Description of the task: Return only the line that contains "point: bay window" and each line after it, through the last line of the data below, copied exactly.

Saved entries
▶
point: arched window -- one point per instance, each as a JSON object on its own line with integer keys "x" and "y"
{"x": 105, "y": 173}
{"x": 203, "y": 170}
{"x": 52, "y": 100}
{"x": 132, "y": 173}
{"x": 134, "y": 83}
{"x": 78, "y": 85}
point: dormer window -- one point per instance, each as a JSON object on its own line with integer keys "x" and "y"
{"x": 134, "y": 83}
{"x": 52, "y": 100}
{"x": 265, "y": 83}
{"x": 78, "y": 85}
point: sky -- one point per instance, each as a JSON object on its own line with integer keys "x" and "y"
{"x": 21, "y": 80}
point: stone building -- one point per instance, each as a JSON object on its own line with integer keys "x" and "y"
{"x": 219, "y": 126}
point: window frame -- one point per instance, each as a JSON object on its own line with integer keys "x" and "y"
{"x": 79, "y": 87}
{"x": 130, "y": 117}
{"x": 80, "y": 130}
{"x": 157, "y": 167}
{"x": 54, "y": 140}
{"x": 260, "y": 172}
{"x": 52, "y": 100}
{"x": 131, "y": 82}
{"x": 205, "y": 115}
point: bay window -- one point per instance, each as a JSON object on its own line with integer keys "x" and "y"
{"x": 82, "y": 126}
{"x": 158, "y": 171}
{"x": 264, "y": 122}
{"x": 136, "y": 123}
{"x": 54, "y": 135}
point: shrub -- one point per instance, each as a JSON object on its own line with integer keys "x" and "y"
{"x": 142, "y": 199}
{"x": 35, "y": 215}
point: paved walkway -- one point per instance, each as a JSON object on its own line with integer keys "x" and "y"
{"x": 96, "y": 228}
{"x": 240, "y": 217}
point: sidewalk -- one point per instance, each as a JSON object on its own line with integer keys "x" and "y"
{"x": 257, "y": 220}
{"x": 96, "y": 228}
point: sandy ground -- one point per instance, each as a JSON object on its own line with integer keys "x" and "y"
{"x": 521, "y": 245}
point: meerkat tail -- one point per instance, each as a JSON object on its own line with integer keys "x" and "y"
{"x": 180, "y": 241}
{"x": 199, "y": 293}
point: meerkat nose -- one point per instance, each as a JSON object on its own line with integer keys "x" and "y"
◀
Answer to this problem:
point: bay window -- one point per instance, each as a JSON object on its own line with integer keys "x" and "y"
{"x": 82, "y": 126}
{"x": 158, "y": 171}
{"x": 264, "y": 122}
{"x": 136, "y": 123}
{"x": 54, "y": 135}
point: shrub -- one point per instance, each as a JSON object on its own line with integer keys "x" and "y"
{"x": 142, "y": 199}
{"x": 35, "y": 215}
point: paved walkway -- one point per instance, each as a JSON object on its own line with integer keys "x" and "y"
{"x": 96, "y": 228}
{"x": 240, "y": 217}
point: sidewalk -- one point per instance, each as a JSON object on its own line with integer keys "x" and "y"
{"x": 257, "y": 220}
{"x": 96, "y": 228}
point: sandy ground -- one point per instance, each as a JSON object on its own line with integer keys "x" and "y"
{"x": 521, "y": 245}
point: meerkat tail -- one point per instance, each as a JSON object on its own line with integer keys "x" and "y"
{"x": 180, "y": 241}
{"x": 199, "y": 293}
point: meerkat nose -- one point per instance, each as a JSON object on its own line with integer keys "x" and "y"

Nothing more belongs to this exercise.